• [Problem description] Filter the rows below and copy out every line that contains the string "tartan", keeping each one unchanged and in its original order.

____

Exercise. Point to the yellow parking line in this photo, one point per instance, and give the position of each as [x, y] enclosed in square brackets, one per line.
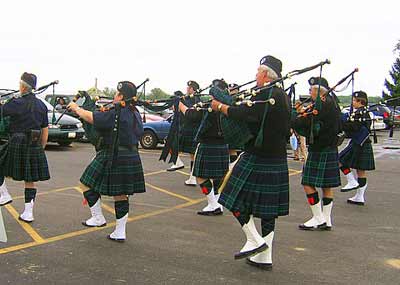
[27, 227]
[104, 206]
[182, 172]
[155, 172]
[44, 193]
[395, 263]
[169, 193]
[89, 230]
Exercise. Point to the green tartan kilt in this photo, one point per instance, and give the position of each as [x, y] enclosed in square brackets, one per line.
[258, 186]
[322, 169]
[23, 161]
[211, 161]
[358, 157]
[186, 139]
[124, 177]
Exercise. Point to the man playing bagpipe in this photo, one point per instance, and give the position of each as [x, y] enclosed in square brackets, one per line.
[117, 169]
[258, 184]
[358, 154]
[211, 156]
[188, 130]
[23, 158]
[320, 124]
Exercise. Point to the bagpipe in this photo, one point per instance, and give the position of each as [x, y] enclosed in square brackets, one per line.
[171, 146]
[312, 110]
[237, 133]
[12, 94]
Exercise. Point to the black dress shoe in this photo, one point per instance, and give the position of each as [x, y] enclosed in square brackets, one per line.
[90, 226]
[320, 227]
[216, 212]
[263, 266]
[116, 239]
[355, 202]
[252, 252]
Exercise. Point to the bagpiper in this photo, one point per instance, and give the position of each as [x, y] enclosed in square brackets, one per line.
[358, 154]
[258, 185]
[117, 168]
[211, 159]
[321, 169]
[23, 158]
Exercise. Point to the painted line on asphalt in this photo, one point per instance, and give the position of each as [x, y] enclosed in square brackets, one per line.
[27, 227]
[89, 230]
[393, 263]
[169, 192]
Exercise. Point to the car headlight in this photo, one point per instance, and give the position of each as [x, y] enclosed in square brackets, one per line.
[51, 126]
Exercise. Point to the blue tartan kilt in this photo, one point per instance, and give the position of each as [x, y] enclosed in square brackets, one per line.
[22, 160]
[258, 186]
[358, 157]
[211, 161]
[322, 169]
[123, 177]
[186, 139]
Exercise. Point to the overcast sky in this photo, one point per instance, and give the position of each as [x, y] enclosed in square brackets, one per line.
[172, 41]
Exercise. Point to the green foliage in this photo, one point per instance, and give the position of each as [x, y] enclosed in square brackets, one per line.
[393, 84]
[345, 101]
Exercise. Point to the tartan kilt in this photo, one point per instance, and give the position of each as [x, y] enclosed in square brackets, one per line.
[211, 160]
[258, 186]
[23, 161]
[358, 157]
[322, 169]
[186, 139]
[124, 177]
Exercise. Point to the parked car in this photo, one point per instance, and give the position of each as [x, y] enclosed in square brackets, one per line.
[395, 114]
[66, 131]
[155, 132]
[383, 111]
[377, 121]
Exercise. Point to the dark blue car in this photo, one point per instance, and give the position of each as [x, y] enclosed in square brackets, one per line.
[155, 132]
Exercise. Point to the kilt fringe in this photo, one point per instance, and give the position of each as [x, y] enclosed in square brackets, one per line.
[322, 169]
[358, 157]
[257, 186]
[23, 161]
[124, 177]
[211, 160]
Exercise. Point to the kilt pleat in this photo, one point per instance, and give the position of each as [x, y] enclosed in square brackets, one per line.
[322, 169]
[211, 160]
[23, 161]
[257, 186]
[124, 177]
[186, 139]
[358, 157]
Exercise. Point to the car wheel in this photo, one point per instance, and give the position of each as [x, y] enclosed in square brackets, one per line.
[64, 143]
[149, 140]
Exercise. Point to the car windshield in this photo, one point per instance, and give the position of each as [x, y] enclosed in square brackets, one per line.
[48, 105]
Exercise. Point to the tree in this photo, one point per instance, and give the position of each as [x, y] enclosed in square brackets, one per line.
[393, 85]
[156, 93]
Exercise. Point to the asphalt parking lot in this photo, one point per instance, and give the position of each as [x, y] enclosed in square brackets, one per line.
[169, 244]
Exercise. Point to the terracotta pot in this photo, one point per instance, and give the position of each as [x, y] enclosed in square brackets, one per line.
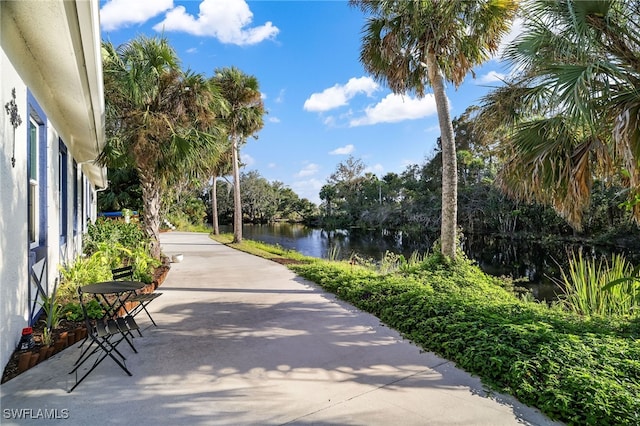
[23, 361]
[34, 359]
[63, 336]
[79, 334]
[60, 345]
[43, 352]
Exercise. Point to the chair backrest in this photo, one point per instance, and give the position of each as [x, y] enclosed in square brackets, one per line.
[124, 273]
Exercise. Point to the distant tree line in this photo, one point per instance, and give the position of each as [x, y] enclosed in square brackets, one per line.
[411, 201]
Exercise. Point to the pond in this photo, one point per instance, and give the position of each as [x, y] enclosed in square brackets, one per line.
[537, 264]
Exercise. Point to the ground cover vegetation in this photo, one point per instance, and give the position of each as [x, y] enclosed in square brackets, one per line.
[578, 368]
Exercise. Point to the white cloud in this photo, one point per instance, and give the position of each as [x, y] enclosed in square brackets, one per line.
[309, 189]
[339, 95]
[329, 121]
[376, 169]
[491, 77]
[227, 20]
[394, 108]
[345, 150]
[308, 170]
[117, 14]
[247, 160]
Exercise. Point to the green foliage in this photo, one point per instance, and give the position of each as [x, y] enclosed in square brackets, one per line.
[94, 310]
[52, 308]
[575, 369]
[108, 244]
[72, 311]
[83, 271]
[586, 291]
[113, 232]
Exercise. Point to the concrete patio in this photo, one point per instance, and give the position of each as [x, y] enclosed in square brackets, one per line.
[243, 340]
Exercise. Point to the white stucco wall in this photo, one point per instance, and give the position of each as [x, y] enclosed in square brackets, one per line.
[64, 36]
[13, 222]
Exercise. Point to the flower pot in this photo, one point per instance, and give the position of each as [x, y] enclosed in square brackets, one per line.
[43, 352]
[23, 361]
[60, 345]
[33, 360]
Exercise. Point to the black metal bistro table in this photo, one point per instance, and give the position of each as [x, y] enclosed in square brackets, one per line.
[119, 290]
[112, 296]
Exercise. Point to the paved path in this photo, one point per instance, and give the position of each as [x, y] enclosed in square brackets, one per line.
[242, 340]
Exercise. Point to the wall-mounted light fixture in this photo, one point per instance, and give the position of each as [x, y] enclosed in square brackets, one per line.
[12, 110]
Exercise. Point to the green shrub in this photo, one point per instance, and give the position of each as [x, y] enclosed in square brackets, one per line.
[575, 369]
[83, 271]
[72, 312]
[586, 291]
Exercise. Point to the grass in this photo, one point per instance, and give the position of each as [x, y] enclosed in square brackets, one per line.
[257, 248]
[585, 286]
[577, 369]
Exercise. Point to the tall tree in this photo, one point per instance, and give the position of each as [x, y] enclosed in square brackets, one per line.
[410, 45]
[572, 107]
[155, 116]
[220, 166]
[244, 119]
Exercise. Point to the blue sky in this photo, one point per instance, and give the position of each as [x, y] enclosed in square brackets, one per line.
[322, 106]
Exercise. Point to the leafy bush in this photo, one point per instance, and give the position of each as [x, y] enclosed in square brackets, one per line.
[575, 369]
[586, 291]
[113, 233]
[72, 312]
[108, 244]
[83, 271]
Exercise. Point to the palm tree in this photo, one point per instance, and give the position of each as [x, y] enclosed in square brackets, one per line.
[244, 119]
[155, 116]
[570, 113]
[410, 45]
[220, 166]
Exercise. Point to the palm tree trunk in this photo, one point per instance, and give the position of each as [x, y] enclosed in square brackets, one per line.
[151, 211]
[214, 205]
[237, 206]
[449, 163]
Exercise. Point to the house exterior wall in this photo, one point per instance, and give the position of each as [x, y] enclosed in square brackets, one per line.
[75, 129]
[14, 309]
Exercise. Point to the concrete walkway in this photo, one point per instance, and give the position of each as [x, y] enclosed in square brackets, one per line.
[242, 340]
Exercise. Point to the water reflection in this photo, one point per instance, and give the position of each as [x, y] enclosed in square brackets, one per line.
[537, 263]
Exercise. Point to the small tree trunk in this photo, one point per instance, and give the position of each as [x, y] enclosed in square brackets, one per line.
[214, 206]
[237, 206]
[449, 162]
[151, 212]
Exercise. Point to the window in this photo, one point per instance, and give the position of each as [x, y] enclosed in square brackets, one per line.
[63, 200]
[33, 137]
[76, 197]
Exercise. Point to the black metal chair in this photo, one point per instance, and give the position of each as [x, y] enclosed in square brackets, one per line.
[106, 334]
[126, 273]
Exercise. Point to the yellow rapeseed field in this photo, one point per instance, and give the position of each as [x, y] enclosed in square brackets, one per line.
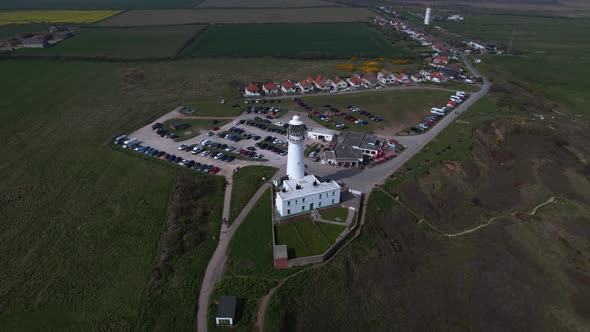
[54, 16]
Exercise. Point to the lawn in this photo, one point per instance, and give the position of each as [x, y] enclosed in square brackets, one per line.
[254, 15]
[399, 109]
[196, 127]
[122, 43]
[335, 40]
[246, 181]
[305, 237]
[335, 213]
[54, 16]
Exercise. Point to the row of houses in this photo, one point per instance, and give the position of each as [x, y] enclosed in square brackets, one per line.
[40, 39]
[322, 83]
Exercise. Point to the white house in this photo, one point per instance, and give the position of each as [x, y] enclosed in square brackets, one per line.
[386, 77]
[252, 90]
[323, 83]
[288, 87]
[226, 311]
[321, 134]
[306, 194]
[270, 88]
[339, 83]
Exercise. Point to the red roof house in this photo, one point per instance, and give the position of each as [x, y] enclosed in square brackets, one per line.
[270, 88]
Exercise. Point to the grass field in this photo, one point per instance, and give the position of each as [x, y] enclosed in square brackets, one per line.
[123, 43]
[264, 3]
[96, 4]
[86, 219]
[246, 182]
[54, 16]
[399, 109]
[284, 15]
[335, 213]
[305, 237]
[340, 40]
[197, 126]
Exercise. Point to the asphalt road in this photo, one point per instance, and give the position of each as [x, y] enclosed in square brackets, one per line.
[362, 180]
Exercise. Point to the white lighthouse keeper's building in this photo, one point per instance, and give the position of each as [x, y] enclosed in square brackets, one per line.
[301, 193]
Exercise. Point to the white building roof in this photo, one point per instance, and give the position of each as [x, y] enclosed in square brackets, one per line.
[306, 187]
[321, 131]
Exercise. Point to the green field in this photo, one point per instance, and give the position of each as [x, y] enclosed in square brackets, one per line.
[246, 181]
[54, 16]
[305, 237]
[123, 43]
[399, 109]
[96, 4]
[197, 127]
[334, 40]
[335, 213]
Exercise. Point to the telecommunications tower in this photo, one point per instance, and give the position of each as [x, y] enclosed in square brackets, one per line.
[427, 16]
[295, 161]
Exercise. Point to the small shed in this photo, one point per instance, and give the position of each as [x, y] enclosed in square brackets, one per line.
[226, 310]
[179, 125]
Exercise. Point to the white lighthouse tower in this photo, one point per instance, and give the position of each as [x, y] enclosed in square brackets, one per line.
[295, 160]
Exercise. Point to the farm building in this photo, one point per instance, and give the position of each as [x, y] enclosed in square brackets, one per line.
[270, 89]
[306, 194]
[323, 83]
[321, 134]
[226, 310]
[252, 90]
[288, 87]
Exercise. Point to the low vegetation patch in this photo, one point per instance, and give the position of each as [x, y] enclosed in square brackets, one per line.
[313, 40]
[121, 43]
[54, 16]
[246, 182]
[186, 245]
[192, 127]
[305, 237]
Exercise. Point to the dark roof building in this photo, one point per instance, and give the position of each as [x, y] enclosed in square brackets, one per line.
[226, 310]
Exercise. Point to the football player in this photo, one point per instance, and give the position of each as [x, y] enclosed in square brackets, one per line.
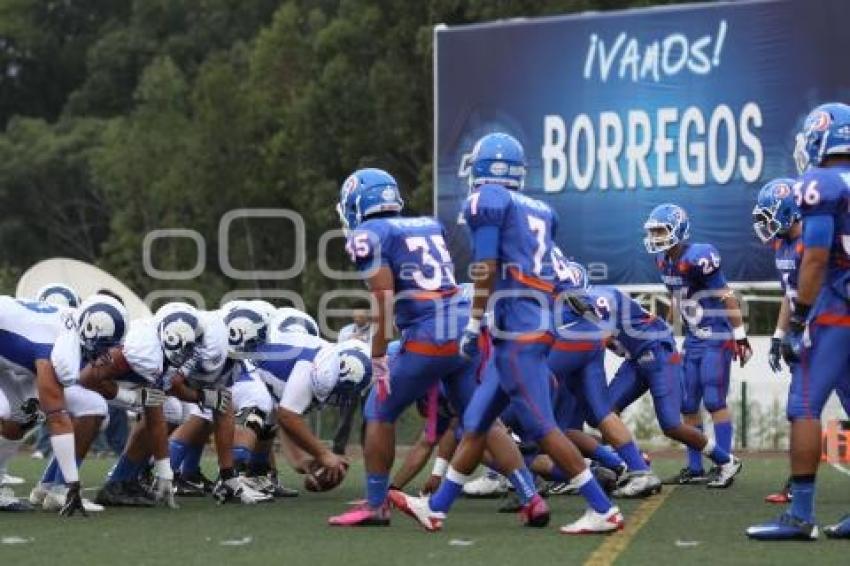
[577, 359]
[714, 329]
[44, 349]
[651, 364]
[816, 342]
[410, 274]
[776, 222]
[512, 240]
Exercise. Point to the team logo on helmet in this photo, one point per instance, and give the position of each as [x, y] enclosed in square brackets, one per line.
[781, 190]
[819, 121]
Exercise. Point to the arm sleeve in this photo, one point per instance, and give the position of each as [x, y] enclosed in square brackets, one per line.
[298, 393]
[818, 231]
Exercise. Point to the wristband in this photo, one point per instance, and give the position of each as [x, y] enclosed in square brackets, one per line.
[441, 465]
[162, 469]
[128, 397]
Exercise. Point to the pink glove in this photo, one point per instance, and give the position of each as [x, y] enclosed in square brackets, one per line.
[381, 377]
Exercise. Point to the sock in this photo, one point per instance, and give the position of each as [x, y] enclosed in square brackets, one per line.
[241, 457]
[717, 455]
[631, 456]
[523, 483]
[192, 461]
[63, 448]
[125, 470]
[803, 500]
[557, 474]
[592, 492]
[695, 457]
[449, 490]
[607, 457]
[723, 436]
[58, 478]
[259, 463]
[49, 475]
[177, 453]
[377, 486]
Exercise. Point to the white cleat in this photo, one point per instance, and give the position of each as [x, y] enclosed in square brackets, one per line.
[38, 493]
[487, 485]
[595, 523]
[55, 499]
[419, 509]
[7, 479]
[638, 484]
[726, 475]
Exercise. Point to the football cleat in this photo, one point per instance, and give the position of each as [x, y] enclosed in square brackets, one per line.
[38, 493]
[363, 516]
[8, 479]
[595, 523]
[8, 501]
[725, 474]
[236, 489]
[535, 513]
[418, 508]
[841, 529]
[786, 527]
[488, 485]
[687, 476]
[123, 494]
[55, 500]
[637, 485]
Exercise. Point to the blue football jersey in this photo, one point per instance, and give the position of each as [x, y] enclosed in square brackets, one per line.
[694, 281]
[415, 250]
[788, 254]
[632, 329]
[826, 192]
[526, 230]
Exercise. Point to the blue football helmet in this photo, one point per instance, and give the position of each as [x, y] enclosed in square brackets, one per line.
[58, 295]
[826, 131]
[776, 210]
[366, 192]
[497, 158]
[666, 226]
[101, 322]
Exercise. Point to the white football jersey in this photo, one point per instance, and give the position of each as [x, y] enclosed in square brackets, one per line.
[31, 331]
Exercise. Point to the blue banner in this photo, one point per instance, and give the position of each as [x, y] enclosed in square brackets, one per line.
[621, 111]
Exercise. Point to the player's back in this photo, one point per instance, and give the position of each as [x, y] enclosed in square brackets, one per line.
[525, 253]
[28, 331]
[423, 272]
[695, 280]
[826, 192]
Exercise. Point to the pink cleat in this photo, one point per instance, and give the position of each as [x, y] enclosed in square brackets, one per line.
[419, 509]
[535, 513]
[363, 516]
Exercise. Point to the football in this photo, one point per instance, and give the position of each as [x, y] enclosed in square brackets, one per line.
[317, 480]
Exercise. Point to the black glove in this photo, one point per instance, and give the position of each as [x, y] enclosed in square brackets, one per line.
[774, 358]
[217, 399]
[73, 501]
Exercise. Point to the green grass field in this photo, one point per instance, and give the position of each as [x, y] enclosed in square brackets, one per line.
[692, 525]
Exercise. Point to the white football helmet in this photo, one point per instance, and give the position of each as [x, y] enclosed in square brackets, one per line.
[179, 329]
[288, 319]
[58, 295]
[247, 324]
[101, 323]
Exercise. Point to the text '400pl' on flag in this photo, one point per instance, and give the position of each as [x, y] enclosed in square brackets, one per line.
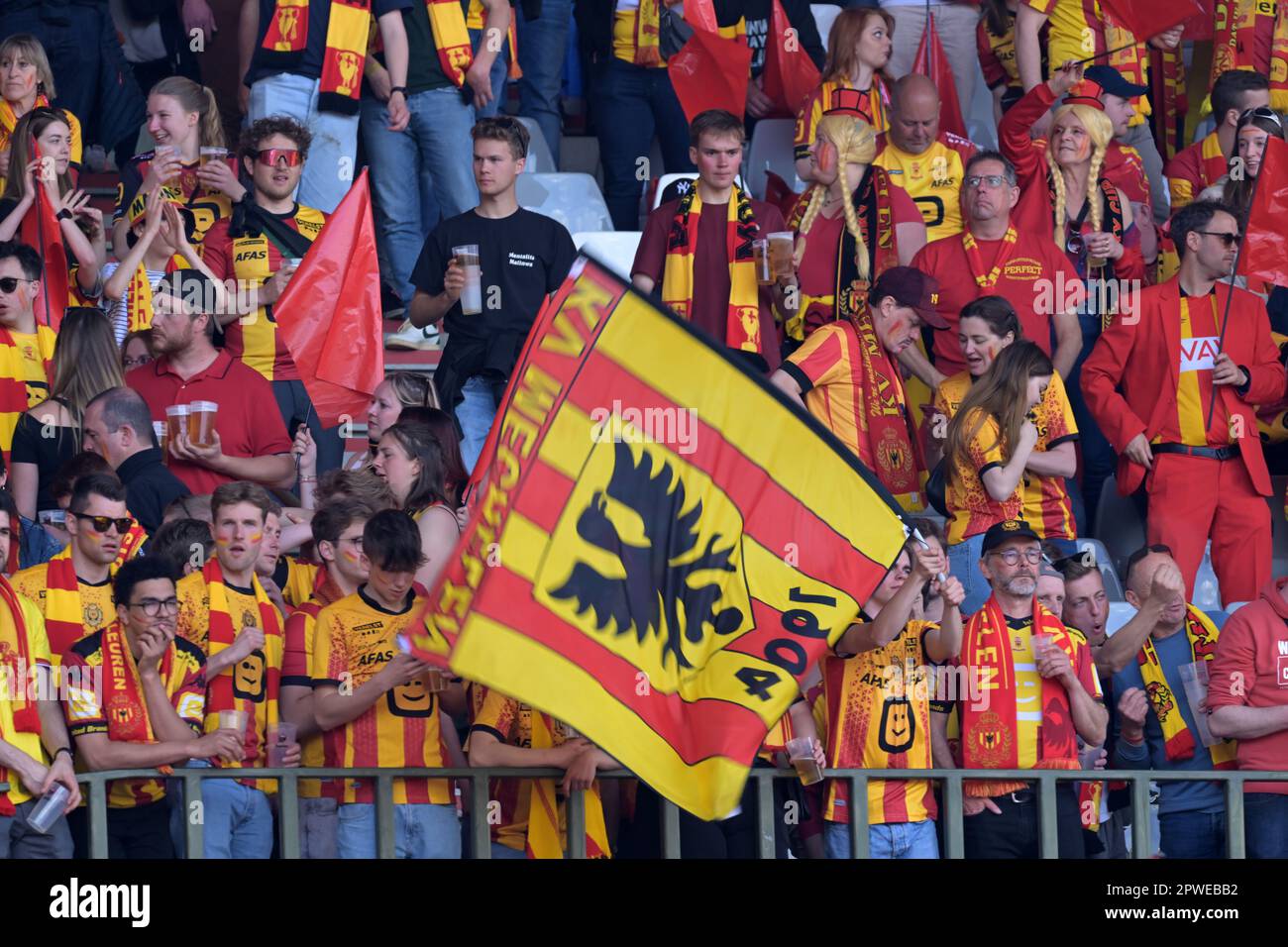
[666, 602]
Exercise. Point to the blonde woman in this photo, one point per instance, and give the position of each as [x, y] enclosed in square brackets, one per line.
[86, 364]
[858, 48]
[27, 82]
[848, 198]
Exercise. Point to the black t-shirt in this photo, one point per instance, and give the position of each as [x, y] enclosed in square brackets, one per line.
[523, 257]
[314, 48]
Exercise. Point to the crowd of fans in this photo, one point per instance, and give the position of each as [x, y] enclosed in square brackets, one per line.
[194, 579]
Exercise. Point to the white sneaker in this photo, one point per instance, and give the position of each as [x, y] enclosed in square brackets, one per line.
[411, 338]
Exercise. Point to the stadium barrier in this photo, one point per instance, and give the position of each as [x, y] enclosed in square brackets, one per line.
[951, 781]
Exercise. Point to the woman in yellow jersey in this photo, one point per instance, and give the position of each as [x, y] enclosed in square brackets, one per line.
[78, 224]
[858, 48]
[411, 463]
[183, 119]
[27, 82]
[990, 442]
[988, 326]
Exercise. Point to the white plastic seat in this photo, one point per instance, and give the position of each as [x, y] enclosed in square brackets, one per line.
[571, 198]
[614, 249]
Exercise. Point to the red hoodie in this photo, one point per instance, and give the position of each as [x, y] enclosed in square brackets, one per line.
[1250, 671]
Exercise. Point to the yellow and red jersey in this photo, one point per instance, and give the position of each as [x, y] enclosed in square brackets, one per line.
[252, 261]
[875, 712]
[184, 684]
[353, 641]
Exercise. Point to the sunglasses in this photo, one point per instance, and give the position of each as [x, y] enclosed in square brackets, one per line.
[8, 283]
[1227, 239]
[270, 157]
[102, 523]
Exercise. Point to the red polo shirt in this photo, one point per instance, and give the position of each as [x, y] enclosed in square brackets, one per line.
[249, 423]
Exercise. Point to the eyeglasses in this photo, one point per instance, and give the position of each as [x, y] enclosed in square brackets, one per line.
[1012, 557]
[102, 523]
[153, 607]
[270, 157]
[8, 283]
[1227, 239]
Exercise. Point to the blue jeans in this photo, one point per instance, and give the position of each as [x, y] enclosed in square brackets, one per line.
[541, 55]
[330, 167]
[632, 102]
[964, 564]
[1098, 455]
[420, 831]
[476, 415]
[1192, 834]
[887, 840]
[1265, 825]
[239, 822]
[416, 175]
[498, 75]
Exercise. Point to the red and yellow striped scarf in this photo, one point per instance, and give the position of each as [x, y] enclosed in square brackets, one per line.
[990, 733]
[742, 320]
[13, 385]
[544, 839]
[16, 661]
[1177, 740]
[223, 633]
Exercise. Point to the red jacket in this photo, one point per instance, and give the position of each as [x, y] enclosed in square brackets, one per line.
[1142, 360]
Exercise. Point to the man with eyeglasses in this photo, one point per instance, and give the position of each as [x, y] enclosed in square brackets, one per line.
[147, 711]
[1173, 386]
[73, 589]
[26, 350]
[261, 247]
[992, 258]
[1158, 727]
[338, 535]
[119, 428]
[1030, 693]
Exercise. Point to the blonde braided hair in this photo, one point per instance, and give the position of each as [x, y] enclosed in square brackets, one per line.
[855, 145]
[1100, 131]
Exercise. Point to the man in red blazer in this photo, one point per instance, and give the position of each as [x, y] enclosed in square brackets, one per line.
[1150, 381]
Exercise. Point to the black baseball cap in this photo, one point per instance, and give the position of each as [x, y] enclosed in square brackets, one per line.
[1112, 81]
[1006, 531]
[911, 287]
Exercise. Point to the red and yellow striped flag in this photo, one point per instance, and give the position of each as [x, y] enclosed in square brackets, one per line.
[661, 545]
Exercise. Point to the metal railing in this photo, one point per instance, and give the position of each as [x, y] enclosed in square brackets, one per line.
[951, 781]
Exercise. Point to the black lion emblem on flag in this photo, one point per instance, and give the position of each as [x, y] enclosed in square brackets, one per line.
[660, 594]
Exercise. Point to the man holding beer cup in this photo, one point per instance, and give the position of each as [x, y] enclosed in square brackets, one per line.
[385, 701]
[880, 684]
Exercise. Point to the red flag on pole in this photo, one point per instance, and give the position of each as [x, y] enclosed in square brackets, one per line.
[790, 75]
[1265, 244]
[1145, 18]
[330, 312]
[40, 231]
[709, 72]
[931, 60]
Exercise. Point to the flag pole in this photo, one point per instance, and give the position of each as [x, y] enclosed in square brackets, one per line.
[1234, 272]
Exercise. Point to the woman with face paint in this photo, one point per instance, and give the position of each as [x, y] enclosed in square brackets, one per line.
[991, 442]
[987, 328]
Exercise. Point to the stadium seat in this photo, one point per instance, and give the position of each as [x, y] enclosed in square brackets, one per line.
[616, 250]
[574, 200]
[1117, 525]
[540, 158]
[1113, 585]
[1120, 613]
[771, 150]
[823, 17]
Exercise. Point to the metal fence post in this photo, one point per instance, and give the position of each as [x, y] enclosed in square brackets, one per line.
[288, 814]
[386, 844]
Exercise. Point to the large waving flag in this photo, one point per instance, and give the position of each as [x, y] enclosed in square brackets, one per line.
[661, 545]
[330, 312]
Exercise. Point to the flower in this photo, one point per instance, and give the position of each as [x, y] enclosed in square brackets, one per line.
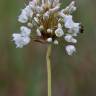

____

• [Written answer]
Exercise. Point to the green tartan kilt in this photo, one point per instance, and give the position of each as [x, y] enclosed in square brackets, one per line.
Exercise. Point to the blue tartan kilt in this photo, one point per instance, and give the position of each as [x, y] enclosed in square brackets, one per line.
Exercise. Point to the tartan kilt in this photo, one point per instance, and give the position of each as [x, y] enclosed in square brackets, one per line.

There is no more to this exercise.